PETIT EXERCICE A: Reproduis à l'identique les lignes des entrées ci-dessous, en commençant à la ligne qui contient « Can you find the bird's beak? » et en t'arrêtant après celle qui contient « pixel 272 63 ».

EXTRAIT DU DOCUMENT:
Je dirais plutôt ainsi qu’à l’intérieur de A Oui et aussi à l’intérieur de mon existence, j’essaie de déclarer des masses de sensations, des masses de sensations de certitude, des masses de sensations de certitude en dehors de la pensée. J’essaie de déclarer des masses de sensations immédiates en dehors de la pensée, même quand ces sensations apparaissent comme des sensations mentales. Ces sensations immédiates à la fois organiques et mentales seraient peut-être semblables à ce que tu appellerais des sensations métaboliques.

 

 

 

Je viens de découvrir sur internet les enregistrements audio des textes de Tarkos. Il y a le Petit Bidon lu par Tarkos lui-même, c’est étonnant et parfois extrêmement émouvant, et aussi J’ai un Problème c’est Complètement Explicite lu avec une virtuosité hilarante par un acteur à l’accent du sud-ouest dont je ne connais pas le nom (c’est peut-être une fois encore Tarkos lui-même mais je n’en suis pas sûr). J’ai été stupéfait par les intonations de la voix de Tarkos  qui rappellent souvent de façon très inattendue celles de l’acteur Paul Préboist. La tonalité du phrasé de Tarkos ressemble à celle des acteurs des comédies idiotes des années 1960-70, à  la voix de Darry Cowl aussi un peu et à d’autres voix encore que je ne parviens pas à identifier  parce que le rapprochement entre ces deux mondes est difficile à accomplir. As-tu la même impression ? Saurais-tu identifier d’autres ressemblances vocales ? Dis-le-moi s’il te plait si tu en trouves. A cet instant de mon écoute, j’ai eu la révélation que Tarkos était peut-être d’abord un grand poète burlesque. J’ai d’ailleurs constaté que le problème du burlesque t’intéressait plus profondément que je ne le pensais. A propos d’Ivar Ch’Vavar par exemple dans le Cercle du Caret « le Buster Keaton des lettres picardes ». (Dans Les Cahiers du Cinéma j’ai noté aussi cette phrase de R. Desnos « Le burlesque est la forme la plus déconcertante du lyrisme. »)

 

 

 

J’ai vu ces derniers temps plusieurs films d’arts martiaux, Hero de Zhang Yimou, Tigre et Dragon de Ang Lee et The Grand Master de Wong-Kar-Wai et des extraits de scènes m’ont parfois fait penser à toi. Comme quoi, même si je me méfie de la pensée, j’ai malgré tout confiance en la pensée à. Si j’étais un auteur latin, je dirais que la déclinaison de la pensée à l’accusatif m’ennuie et que je préfère la déclinaison de la pensée au datif. Même si je me méfie de la pensée disons transitive, j’ai confiance en la pensée adressée. C’est précisément cela que veut dire le titre A Oui. A Oui déclare la forme de l’adresse absolue.

DONNÉES D'ENTRÉE:

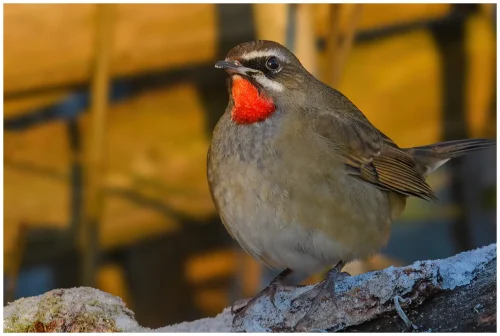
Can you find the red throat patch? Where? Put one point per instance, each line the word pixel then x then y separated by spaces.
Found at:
pixel 249 106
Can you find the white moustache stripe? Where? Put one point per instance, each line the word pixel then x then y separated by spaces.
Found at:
pixel 262 53
pixel 269 84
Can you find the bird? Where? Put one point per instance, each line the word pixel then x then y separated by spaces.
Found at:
pixel 301 179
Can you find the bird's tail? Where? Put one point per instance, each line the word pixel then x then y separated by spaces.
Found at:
pixel 431 157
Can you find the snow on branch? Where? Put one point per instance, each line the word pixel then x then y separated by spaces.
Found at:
pixel 454 294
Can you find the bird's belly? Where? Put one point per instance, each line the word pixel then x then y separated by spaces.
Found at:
pixel 293 225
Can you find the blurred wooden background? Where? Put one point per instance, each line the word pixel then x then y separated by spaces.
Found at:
pixel 421 73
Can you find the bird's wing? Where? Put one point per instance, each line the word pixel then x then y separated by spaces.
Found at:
pixel 369 154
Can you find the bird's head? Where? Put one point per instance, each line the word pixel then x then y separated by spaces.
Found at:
pixel 262 76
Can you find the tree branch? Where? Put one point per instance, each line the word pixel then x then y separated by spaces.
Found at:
pixel 454 294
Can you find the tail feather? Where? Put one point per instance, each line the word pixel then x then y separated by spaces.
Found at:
pixel 431 157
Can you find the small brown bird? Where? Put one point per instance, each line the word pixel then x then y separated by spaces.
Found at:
pixel 300 177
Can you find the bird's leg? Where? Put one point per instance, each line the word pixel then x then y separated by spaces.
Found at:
pixel 319 291
pixel 270 291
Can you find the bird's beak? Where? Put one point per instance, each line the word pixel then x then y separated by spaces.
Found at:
pixel 234 67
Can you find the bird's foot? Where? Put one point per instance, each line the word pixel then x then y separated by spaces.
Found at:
pixel 318 294
pixel 269 291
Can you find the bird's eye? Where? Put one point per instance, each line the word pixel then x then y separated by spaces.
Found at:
pixel 272 63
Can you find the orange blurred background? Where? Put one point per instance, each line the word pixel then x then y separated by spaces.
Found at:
pixel 108 112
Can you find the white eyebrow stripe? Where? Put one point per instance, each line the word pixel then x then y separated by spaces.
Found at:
pixel 262 53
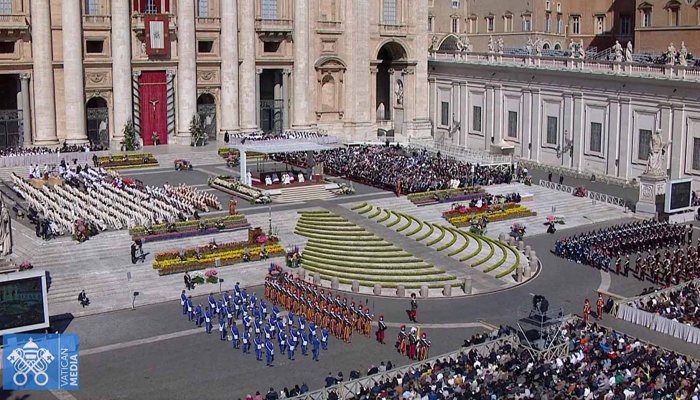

PETIT EXERCICE B: Duplique sans rien changer le passage de l'extrait ci-dessus qui commence aux mots « J’ai vu ces » et s'arrête après les mots « de l’adresse absolue. ».

RÉSULTAT ATTENDU A:
Can you find the bird's beak? Where? Put one point per instance, each line the word pixel then x then y separated by spaces.
Found at:
pixel 234 67
Can you find the bird's foot? Where? Put one point per instance, each line the word pixel then x then y separated by spaces.
Found at:
pixel 318 294
pixel 269 291
Can you find the bird's eye? Where? Put one point per instance, each line the word pixel then x then y separated by spaces.
Found at:
pixel 272 63

RÉSULTAT ATTENDU B:
J’ai vu ces derniers temps plusieurs films d’arts martiaux, Hero de Zhang Yimou, Tigre et Dragon de Ang Lee et The Grand Master de Wong-Kar-Wai et des extraits de scènes m’ont parfois fait penser à toi. Comme quoi, même si je me méfie de la pensée, j’ai malgré tout confiance en la pensée à. Si j’étais un auteur latin, je dirais que la déclinaison de la pensée à l’accusatif m’ennuie et que je préfère la déclinaison de la pensée au datif. Même si je me méfie de la pensée disons transitive, j’ai confiance en la pensée adressée. C’est précisément cela que veut dire le titre A Oui. A Oui déclare la forme de l’adresse absolue.